* _INSTRUCTION_: Each entry below is to be written out exactly, and the pictures are to be left out.

* _INPUT_:
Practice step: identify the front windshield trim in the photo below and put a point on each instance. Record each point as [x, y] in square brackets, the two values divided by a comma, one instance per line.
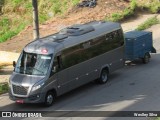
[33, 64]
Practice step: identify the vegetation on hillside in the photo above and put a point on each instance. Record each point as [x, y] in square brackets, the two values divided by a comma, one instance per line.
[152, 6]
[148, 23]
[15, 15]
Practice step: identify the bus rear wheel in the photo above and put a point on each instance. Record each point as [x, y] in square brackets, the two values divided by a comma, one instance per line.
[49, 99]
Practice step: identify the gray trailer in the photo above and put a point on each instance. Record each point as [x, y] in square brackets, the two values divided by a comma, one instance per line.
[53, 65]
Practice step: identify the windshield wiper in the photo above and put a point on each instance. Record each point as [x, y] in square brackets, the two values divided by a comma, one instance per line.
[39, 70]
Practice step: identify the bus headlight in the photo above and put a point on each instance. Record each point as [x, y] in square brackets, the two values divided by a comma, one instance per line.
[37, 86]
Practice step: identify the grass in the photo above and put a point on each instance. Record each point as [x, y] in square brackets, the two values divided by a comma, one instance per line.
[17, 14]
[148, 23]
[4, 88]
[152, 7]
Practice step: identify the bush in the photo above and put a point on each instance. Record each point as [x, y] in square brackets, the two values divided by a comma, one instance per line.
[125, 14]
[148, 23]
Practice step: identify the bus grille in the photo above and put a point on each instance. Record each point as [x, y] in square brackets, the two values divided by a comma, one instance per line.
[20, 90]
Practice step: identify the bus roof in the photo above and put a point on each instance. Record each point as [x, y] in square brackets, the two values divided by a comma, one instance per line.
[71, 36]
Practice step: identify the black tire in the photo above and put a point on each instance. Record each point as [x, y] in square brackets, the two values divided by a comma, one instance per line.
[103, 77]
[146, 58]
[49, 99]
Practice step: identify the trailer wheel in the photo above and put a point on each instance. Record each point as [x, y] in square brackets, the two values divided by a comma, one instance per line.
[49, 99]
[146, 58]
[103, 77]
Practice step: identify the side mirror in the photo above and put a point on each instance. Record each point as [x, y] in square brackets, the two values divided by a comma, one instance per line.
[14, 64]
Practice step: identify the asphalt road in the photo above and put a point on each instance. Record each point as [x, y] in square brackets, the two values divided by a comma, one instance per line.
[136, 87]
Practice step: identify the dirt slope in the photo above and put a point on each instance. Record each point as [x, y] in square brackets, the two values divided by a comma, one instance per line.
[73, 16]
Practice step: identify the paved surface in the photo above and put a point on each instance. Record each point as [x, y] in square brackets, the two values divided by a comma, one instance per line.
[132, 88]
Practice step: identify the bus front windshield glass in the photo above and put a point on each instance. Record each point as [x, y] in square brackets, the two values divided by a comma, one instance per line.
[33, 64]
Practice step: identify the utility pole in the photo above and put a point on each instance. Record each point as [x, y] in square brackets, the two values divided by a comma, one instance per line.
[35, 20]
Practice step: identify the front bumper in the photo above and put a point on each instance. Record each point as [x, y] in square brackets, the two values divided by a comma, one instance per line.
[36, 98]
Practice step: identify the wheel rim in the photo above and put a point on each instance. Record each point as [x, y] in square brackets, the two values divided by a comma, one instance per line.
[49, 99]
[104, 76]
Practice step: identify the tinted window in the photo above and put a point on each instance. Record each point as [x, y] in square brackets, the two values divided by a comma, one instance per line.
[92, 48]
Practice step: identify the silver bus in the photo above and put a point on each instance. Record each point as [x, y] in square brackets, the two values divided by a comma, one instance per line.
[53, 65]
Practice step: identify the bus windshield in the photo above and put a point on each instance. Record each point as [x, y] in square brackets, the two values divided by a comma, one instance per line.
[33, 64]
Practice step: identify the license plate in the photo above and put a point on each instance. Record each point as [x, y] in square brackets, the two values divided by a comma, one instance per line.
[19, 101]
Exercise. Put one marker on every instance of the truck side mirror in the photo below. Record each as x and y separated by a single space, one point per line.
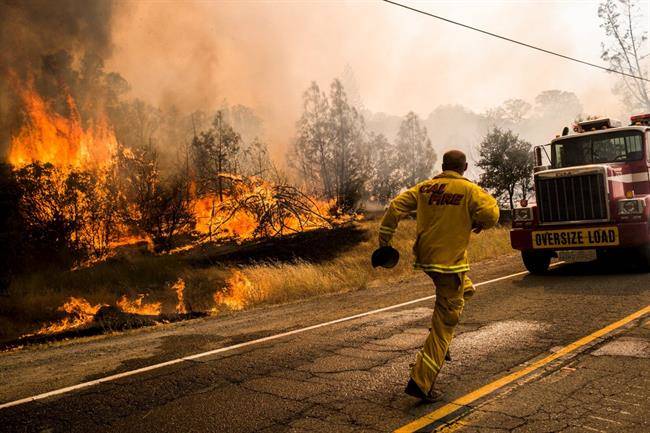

* _CORRECT OUTPUT_:
Practice step: identify the front windshield trim in the photo below and put a point on each instance. Record each point as [x, y] in square brackets, the two values divided by a comma, one instance per line.
[33, 64]
Practice step: identify the vegetation on hillside in the photo above and put a point on each instance. Record each point as [x, y] in square brackets, the two values divided by a comma, one instance per line.
[152, 6]
[148, 23]
[15, 15]
Practice step: identify the bus rear wheel in the photo above and put a point on each instance. Record each point as [x, y] in square brackets, the two values divided by a comma, one instance per line.
[49, 99]
Practice step: identify the gray trailer in the photo above and put a point on each instance. Record each point as [x, y] in square brackets, the two values divided by a comma, one instance per line.
[53, 65]
Practice step: identify the windshield wiper in the photo above and put a point on each instance. Record each point as [x, y] in square brackets, the two values divided by a comma, one instance per line.
[39, 70]
Practice step: identify the bus headlight in the photo above and put a point on each instance. Record each point as [x, y] in square brackets, the two values divided by a comma, one instance per line.
[37, 86]
Practice step: identify the grass in the photo above and put a point on each instance. Record each point as [x, y] in square brackets, the two values divided by a comma, one instance per line.
[17, 14]
[148, 23]
[4, 88]
[152, 7]
Practice step: identify the bush in the photo above and put a point on each instance. Record each point as [x, y] in square brackets, the two values divided by a comma, one instance per line.
[125, 14]
[148, 23]
Practice step: identify the bus grille in the photo above and put a point on each instance. Record each point as [x, y] in square brackets, the two values divided by a comma, one instance per line.
[20, 90]
Practice step: identify the bus roof in the photo above and put a point on each instance. Record each point as [x, y] in square brackets, the two values divided by a comma, one instance per line.
[71, 36]
Practice step: identify the black tire in the photo above and put a point on each instance. Record each point as [x, y] in square brackets, the two values divided by a comma, one instance per line.
[103, 77]
[146, 58]
[49, 99]
Practice step: identify the trailer wheel in the photo above and put a point on each instance. Record each point as [x, y] in square brackets, the two values divided by a comma, one instance per line.
[49, 99]
[146, 58]
[103, 77]
Practice step: identify the side mirror in the photo above and put a point on each instance. Record each point as [x, y] in square brackets, the two values divided by a comma, one instance per line.
[14, 64]
Practice step: identify the asphalt road in the photo above and put a point on each instance. Record each point as [x, y] in square brackets, the two values divided by a comma, one instance per line.
[136, 87]
Practice step: identify the dirt slope in the photo above and put a point on each instance. Record each point as [x, y] in square brackets, the two values divided by a comma, one instance per line.
[73, 16]
Practice step: identify the paved surface in the photo above and put a point on each instance. Record each point as [x, y] in square brackets, the two values divided by a comma, one instance per line.
[132, 88]
Practice step: identify the bus front windshield glass in the photo above and put a point on each instance. Record each point as [x, y] in square brackets, the two values divided by a comma, one instance per line.
[33, 64]
Practice step: identify the utility pole in the photo above and put a point on each instance. Record each point as [x, y] in square brackets, the two values divided by a comma, one instance per line.
[35, 20]
Practice step: identify the front bumper in the photo above and put a point on each instance. Record each point as [x, y] in square brackets, the two values divided by a comma, one instance per line.
[36, 98]
Practice step: identify the wheel rim in the photo above and put a point on each instance. Record each point as [x, y] in square brackets, the two values divided by a comma, one instance per line.
[49, 99]
[104, 76]
Practice step: identify the tinted window in the photo above and put a point on each instance. Record each point as [x, y] in square brackets, the two values divided by a comma, one instance per line.
[92, 48]
Practice step: identify the silver bus in the photo above and put a point on each instance. Record each point as [x, y] in square brackets, the two values divided by a comma, one instance per line.
[53, 65]
Practice step: identify the bus windshield in the photo above and put a point on each instance. Record each point as [x, y] in square brackets, the two values divided by a comma, one instance per line.
[33, 64]
Practice step: identify the license plate in the photo above and put a point on each instance. Record each point as [x, y] in square brackets, the two values divided by a comma, one instance per line.
[19, 101]
Exercise. Put one marker on every instance of the truck side mirror in the photo below. Record each as x and y separated by a single space, one point per line.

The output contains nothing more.